:: GESTELLTE AUFGABE 1 ::
Beantworten Sie anhand des Textes über Bill Ramsey die folgenden Fragen:
(a) In welcher Stadt wurde Bill Ramsey geboren?
(b) In welchem Jahr kam er nach Frankfurt am Main?
(c) Weshalb kommt der Außerirdische „Wumba-Tumba“ auf die Erde?
:: GESTELLTE AUFGABE 2 ::
Legen Sie dar, weshalb der Text über Bill Ramsey die Frage, wie er vom Schlager zum Jazz kam, für einen völlig falschen Ansatz hält.
:: GESTELLTE AUFGABE 3 ::
Führen Sie den Text über Bill Ramsey im Anschluss an seinen letzten Satz fort.

:: SEITENTEXT ::
########################################

Wie kam Bill Ramsey vom Schlager zum Jazz? Wer sich diese Frage stellt, folgt einem völlig falschen Ansatz. Denn der junge Bill wuchs mit Blues, Boogie Woogie und Jazz auf, spielte diese Musik in seinem Geburtsort Cincinnati im US-Bundesstaat Ohio selbst als Amateur auf dem Klavier und sang dazu. Jazzmusiker wie Hazel Scott oder Louis Jordan zählten zu seinen Vorbildern.
Der Koreakrieg brachte den jungen Bill Ramsey nach Deutschland
Während seines Studiums der Soziologie und der Volkswirtschaft an der Yale University unterhielt er eine eigene kleine Band und arbeitete dazu als Regie-Assistent beim NBC-Fernsehen. Dann kam der Koreakrieg und Bill Ramsey wurde zur US-Airforce eingezogen. Statt in Asien landete er 1952 in Frankfurt am Main. Beim amerikanischen Soldatensender AFN arbeitete er als Produzent von Jazz-Sendungen. Am Wochenende trat er oft als Entertainer auf. Hierbei knüpfte er Kontakte zu der deutschen Jazz-Szene und lernte Kurt Edelhagen, James Last, Paul Kuhn sowie seinen späteren Produzenten und Komponisten Heinz Gietz kennen.
Erster Hit: Marsmensch "Wumba-Tumba" verkauft Eis auf der Erde
Nach der Entlassung aus der US-Armee ging Bill Ramsey wieder nach Amerika, kehrte zwei Jahre später aber nach Deutschland zurück, um in Frankfurt zu studieren. Er meldete sich bei Heinz Gietz, der ihm anbot, eine Platte aufzunehmen: "Rock'n'Roll oder etwas Lustiges?" Die Entscheidung ist bekannt und er startete seine Karriere als komödiantischer Schlagersänger. Kurt Feltz kam zum Team dazu, er hatte als Texter und Produzent ein Gespür dafür, was beim Publikum ankam. Die Raumfahrt war 1958 das bestimmende Thema. So entstand die Geschichte vom Außerirdischen "Wumba-Tumba", der vom Mars auf die Erde kommt, um hier Eis zu verkaufen - Bill Ramsey's erster Hit.

########################################

:: VORLIEGENDE DATEN ::
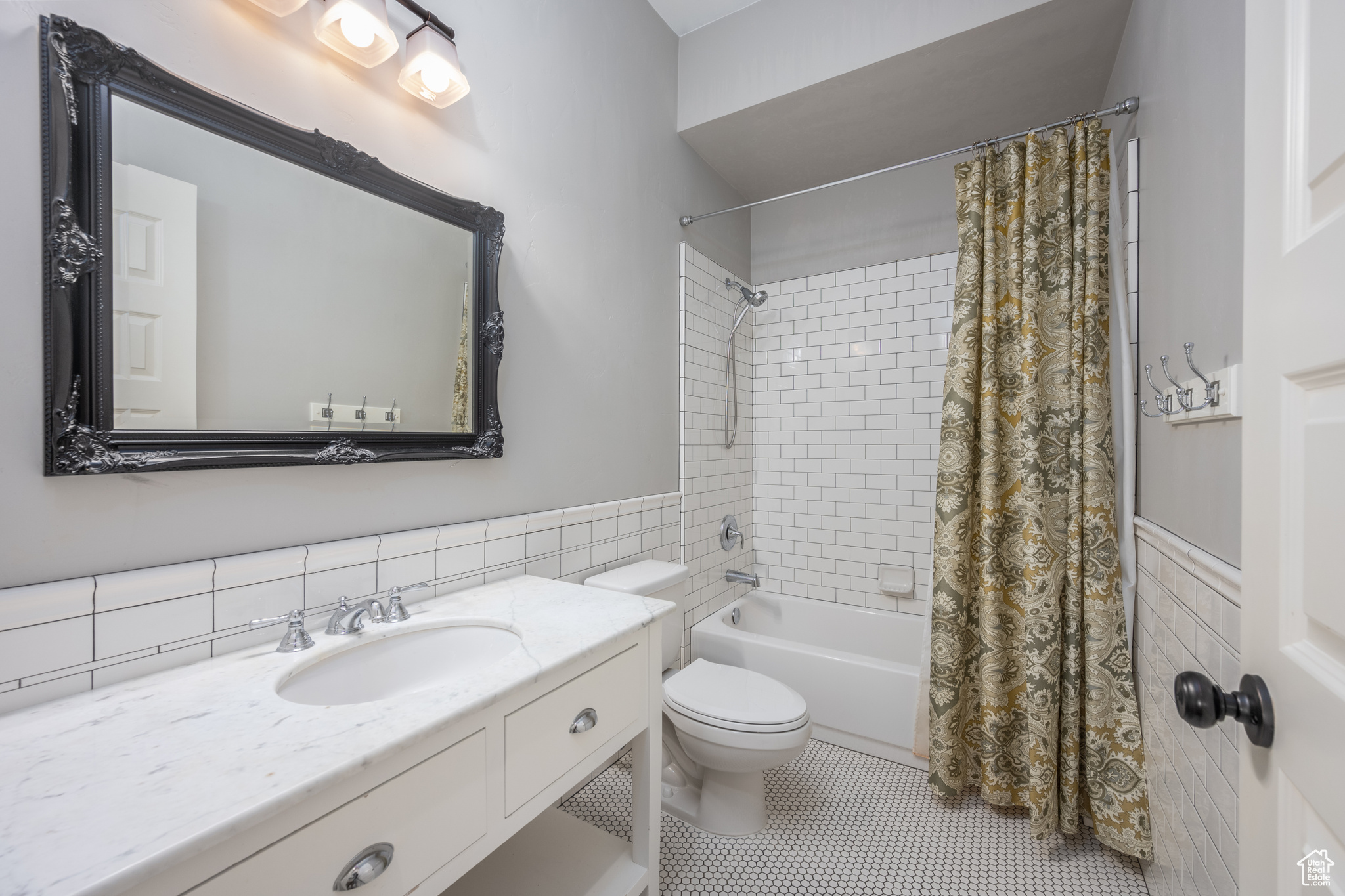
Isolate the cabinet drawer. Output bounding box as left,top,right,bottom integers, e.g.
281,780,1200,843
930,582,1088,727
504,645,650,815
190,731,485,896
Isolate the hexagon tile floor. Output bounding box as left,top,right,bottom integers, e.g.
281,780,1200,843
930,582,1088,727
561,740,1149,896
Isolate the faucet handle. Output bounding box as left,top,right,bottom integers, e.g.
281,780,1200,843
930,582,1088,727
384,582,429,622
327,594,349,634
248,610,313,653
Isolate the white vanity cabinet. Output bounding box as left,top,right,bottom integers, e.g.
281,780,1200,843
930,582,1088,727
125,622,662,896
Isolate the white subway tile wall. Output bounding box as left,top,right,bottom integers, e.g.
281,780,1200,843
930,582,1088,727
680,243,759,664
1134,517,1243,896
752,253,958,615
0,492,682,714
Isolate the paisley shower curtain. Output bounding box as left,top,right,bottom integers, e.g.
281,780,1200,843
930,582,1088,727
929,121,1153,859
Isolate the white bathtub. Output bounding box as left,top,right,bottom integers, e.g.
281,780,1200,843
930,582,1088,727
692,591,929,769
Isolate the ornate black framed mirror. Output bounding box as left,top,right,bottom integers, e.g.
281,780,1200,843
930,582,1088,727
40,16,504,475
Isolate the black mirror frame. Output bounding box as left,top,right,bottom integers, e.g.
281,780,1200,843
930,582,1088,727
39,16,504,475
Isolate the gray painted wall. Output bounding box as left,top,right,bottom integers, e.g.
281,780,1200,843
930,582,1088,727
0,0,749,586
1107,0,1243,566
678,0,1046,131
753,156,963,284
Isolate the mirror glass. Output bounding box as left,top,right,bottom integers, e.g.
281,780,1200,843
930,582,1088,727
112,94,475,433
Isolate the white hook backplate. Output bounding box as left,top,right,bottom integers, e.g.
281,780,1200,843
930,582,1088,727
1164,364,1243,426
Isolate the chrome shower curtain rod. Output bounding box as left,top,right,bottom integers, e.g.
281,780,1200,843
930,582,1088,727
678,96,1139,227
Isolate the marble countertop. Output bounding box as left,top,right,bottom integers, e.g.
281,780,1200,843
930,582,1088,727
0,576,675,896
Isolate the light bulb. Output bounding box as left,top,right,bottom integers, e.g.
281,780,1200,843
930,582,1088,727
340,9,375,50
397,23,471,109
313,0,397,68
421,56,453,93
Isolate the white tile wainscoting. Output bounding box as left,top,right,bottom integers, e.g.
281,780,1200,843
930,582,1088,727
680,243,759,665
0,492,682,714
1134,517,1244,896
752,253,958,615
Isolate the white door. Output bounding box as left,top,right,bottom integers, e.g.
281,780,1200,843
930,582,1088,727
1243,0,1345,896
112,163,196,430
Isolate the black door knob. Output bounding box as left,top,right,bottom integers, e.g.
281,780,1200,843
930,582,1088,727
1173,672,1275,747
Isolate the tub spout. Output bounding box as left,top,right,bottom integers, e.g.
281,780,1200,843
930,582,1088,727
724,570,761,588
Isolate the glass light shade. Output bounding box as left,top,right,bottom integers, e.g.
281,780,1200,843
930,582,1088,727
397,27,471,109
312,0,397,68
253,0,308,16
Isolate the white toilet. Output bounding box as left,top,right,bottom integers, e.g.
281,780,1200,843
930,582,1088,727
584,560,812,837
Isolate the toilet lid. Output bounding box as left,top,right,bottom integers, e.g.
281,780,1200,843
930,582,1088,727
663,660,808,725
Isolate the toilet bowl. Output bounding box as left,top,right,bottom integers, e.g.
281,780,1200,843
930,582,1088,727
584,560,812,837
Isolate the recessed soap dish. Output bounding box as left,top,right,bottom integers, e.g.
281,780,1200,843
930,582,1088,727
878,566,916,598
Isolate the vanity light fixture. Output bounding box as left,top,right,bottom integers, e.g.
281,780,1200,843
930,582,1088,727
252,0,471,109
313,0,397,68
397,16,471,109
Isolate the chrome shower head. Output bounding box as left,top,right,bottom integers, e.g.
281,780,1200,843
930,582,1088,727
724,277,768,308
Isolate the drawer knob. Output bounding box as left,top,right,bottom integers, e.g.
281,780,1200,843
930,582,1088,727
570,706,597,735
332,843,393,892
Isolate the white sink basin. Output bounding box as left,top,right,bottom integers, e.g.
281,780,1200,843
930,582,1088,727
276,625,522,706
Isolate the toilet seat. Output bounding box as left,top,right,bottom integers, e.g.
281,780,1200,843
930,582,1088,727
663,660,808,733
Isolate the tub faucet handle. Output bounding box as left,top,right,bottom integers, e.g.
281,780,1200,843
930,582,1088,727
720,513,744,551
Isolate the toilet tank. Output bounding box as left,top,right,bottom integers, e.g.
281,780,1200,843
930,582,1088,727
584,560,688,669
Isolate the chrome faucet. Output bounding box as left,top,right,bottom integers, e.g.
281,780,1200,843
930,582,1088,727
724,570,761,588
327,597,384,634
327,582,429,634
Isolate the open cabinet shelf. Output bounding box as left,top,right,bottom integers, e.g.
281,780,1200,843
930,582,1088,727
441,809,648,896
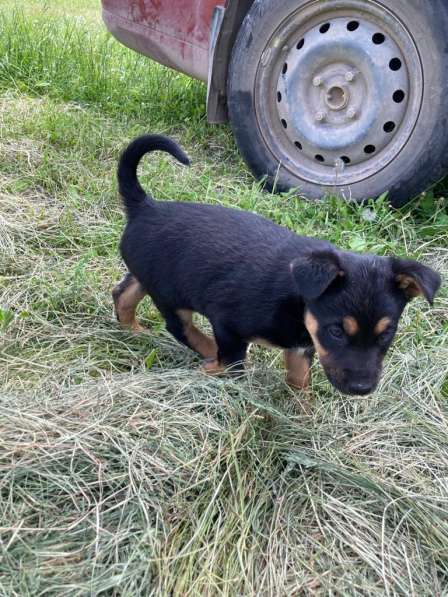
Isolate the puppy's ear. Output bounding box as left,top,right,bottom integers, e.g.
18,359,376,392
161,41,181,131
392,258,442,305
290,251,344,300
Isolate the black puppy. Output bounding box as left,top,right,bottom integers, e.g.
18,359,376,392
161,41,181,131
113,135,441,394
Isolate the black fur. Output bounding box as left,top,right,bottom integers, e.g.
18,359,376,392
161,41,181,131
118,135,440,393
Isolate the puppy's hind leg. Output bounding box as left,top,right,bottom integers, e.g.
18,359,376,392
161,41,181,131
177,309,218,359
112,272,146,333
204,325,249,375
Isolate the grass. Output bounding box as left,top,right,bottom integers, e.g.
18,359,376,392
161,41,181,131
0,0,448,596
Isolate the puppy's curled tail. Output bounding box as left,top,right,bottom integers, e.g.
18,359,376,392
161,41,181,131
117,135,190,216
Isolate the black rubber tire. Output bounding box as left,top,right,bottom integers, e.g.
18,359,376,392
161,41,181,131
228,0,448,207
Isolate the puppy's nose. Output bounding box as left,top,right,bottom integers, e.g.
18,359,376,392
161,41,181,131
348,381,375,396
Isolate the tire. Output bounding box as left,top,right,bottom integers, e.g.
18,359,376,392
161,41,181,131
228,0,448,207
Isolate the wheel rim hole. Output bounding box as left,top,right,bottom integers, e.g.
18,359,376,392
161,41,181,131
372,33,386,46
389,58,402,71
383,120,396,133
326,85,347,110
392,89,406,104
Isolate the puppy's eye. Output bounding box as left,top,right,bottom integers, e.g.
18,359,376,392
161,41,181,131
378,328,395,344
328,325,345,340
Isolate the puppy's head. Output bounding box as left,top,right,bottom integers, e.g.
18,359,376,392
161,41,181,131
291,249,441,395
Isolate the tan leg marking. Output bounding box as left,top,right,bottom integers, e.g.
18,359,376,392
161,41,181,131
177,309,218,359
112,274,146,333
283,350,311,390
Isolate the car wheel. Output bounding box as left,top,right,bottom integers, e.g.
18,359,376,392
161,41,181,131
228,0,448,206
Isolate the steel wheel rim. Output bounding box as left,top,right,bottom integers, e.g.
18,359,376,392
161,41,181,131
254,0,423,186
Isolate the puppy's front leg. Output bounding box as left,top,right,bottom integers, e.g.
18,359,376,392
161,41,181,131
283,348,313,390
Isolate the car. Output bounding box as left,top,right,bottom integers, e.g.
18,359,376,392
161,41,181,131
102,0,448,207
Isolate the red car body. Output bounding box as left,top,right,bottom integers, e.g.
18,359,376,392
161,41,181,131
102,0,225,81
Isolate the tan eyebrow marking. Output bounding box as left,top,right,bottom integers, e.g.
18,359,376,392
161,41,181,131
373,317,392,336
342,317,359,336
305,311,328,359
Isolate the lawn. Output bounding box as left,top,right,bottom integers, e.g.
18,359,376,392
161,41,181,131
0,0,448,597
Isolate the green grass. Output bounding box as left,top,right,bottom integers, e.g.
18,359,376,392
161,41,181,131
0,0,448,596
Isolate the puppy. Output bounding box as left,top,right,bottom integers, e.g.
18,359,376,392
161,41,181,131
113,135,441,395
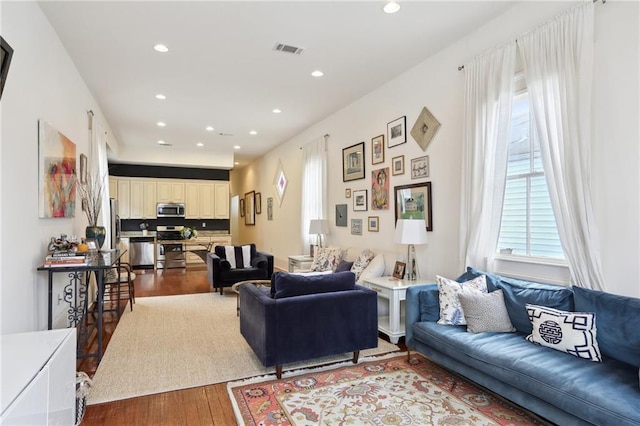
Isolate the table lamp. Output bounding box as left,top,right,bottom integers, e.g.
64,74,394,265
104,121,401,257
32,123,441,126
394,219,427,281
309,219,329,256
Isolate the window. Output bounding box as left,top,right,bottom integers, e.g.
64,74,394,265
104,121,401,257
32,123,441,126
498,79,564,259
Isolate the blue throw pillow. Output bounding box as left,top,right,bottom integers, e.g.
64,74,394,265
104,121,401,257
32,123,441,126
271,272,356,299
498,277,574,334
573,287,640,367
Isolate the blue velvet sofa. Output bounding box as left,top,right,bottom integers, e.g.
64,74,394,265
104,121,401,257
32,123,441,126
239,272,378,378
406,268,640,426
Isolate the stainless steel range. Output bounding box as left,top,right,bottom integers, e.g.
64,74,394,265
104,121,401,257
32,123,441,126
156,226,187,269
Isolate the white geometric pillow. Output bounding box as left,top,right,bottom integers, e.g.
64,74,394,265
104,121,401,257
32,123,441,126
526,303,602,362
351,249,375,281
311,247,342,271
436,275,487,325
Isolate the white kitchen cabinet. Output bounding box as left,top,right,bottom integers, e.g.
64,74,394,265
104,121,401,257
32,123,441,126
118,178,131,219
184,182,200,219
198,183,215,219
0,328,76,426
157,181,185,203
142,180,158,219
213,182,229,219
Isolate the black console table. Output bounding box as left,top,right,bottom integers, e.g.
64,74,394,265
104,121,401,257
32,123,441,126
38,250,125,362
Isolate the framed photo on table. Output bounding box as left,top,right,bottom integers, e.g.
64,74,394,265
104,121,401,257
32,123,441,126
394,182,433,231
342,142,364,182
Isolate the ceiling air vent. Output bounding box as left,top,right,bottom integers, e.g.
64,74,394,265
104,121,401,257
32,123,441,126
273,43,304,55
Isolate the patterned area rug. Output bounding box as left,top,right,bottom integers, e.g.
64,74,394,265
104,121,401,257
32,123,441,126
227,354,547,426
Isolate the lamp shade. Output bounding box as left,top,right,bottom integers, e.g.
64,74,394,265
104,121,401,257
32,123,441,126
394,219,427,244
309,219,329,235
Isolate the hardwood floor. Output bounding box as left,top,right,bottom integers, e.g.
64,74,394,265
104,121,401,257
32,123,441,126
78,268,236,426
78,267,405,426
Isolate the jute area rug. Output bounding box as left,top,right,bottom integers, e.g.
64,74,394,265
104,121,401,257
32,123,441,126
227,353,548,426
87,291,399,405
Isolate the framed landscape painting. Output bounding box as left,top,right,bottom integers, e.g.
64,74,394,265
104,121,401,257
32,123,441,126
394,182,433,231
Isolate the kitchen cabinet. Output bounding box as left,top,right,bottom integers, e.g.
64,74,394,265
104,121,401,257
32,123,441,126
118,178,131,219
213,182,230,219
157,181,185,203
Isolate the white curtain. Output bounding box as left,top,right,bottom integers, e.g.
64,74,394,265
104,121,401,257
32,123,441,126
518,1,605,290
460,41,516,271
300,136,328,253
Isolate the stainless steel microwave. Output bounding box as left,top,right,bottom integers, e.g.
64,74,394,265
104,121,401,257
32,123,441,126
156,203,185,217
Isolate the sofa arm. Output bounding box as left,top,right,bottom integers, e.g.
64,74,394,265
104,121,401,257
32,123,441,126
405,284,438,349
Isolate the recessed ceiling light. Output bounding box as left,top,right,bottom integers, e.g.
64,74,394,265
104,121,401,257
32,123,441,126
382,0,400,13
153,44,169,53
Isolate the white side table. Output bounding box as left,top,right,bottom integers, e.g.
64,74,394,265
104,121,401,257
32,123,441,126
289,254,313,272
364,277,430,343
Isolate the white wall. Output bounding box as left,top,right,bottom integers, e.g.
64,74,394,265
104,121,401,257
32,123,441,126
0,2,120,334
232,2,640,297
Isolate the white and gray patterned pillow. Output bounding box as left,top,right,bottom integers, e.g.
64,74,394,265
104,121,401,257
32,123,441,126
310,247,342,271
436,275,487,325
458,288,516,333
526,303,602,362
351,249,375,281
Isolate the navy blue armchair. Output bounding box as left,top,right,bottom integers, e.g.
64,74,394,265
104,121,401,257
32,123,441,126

########################################

:: SCHRIFTLICHE ANTWORT 1 ::
(a) In Cincinnati im US-Bundesstaat Ohio.
(b) 1952.
(c) Um auf der Erde Eis zu verkaufen.

:: SCHRIFTLICHE ANTWORT 2 ::
Bill Ramsey wuchs mit Blues, Boogie Woogie und Jazz auf und spielte diese Musik in Cincinnati schon als Amateur selbst auf dem Klavier, wozu er auch sang. Der Jazz stand also am Anfang seines Weges und nicht erst nach dem Schlager.

:: SCHRIFTLICHE ANTWORT 3 ::
Als "Onkel Bill" machte er auch Schallplatten für Kinder
Im Folgejahr gelang mit "Souvenirs, Souvenirs" der Durchbruch. Bill Ramsey wurde mit seiner "Reißnagelstimme" zum festen Bestandteil im deutschen Unterhaltungsgeschäft. Rund 28 Spielfilme und unzählige TV-Auftritte kamen im Laufe der Jahre zusammen. Ab Mitte der 1960er Jahre erweiterte er sein Repertoire um Musical und Operette und nahm als "Onkel Bill" Kinderplatten auf.
Bill Ramsey fand zurück zu seinen Wurzeln zurück
Doch Ramsey hatte noch viel mehr drauf. Der Jazzfreak und Experte in Sachen Folk, Country und Blues präsentierte sich ab Anfang der 1970er Jahre von dieser eher unbekannten Seite. Darüber hinaus stand er als Produzent und Moderator - häufig beim ehemaligen Südwestfunk in Baden-Baden - vor der TV-Kamera. Auf unbekannten Labels und schwer erhältlichen Platten entstanden hervorragende Jazz-Produktionen mit Musikern wie Toots Thielemans. In dieser Zeit entstanden viele Bigband-Produktionen, unter anderem auch beim SWR in Stuttgart oder Baden-Baden.
Deutsche Staatsbürgerschaft und Bundesverdienstkreuz
Der Kunstkenner, Hundeliebhaber und Weltreisende lebte seit vielen Jahren mit seiner Frau Petra in Hamburg. 1984 erhielt er die deutsche Staatsbürgerschaft. Zu diesem Anlass kalauerte Hans-Joachim Kulenkampff damals im Fernsehen: "Jetzt müssen wir Wilhelm Ramsei zu ihm sagen". Für sein langjähriges, herausragendes musikalisches Wirken wurde Bill Ramsey 2020 vom Bundespräsidenten mit dem Verdienstkreuz am Bande ausgezeichnet.
Radiolegende mit Swing
Ob im großkarierten Smoking oder bei seinen Auftritten mit weißem Vollbart, Weste und Medaillon: Bill Ramsey ist ein wirklicher Könner, der alles von der Pike auf gelernt hat. So trat er bis vor wenigen Jahren immer noch auf und begeisterte sein Publikum. Mit viel Leidenschaft und Sachverstand moderierte er außerdem rund drei Jahrzehnte lang auf der Kulturwelle hr2 die Sendung "Swingtime". Diese Ära ging am 1. März 2019 zu Ende, als er sich im Alter von fast 88 Jahren in den Ruhestand verabschiedete. Am 2. Juli 2021 starb Bill Ramsey.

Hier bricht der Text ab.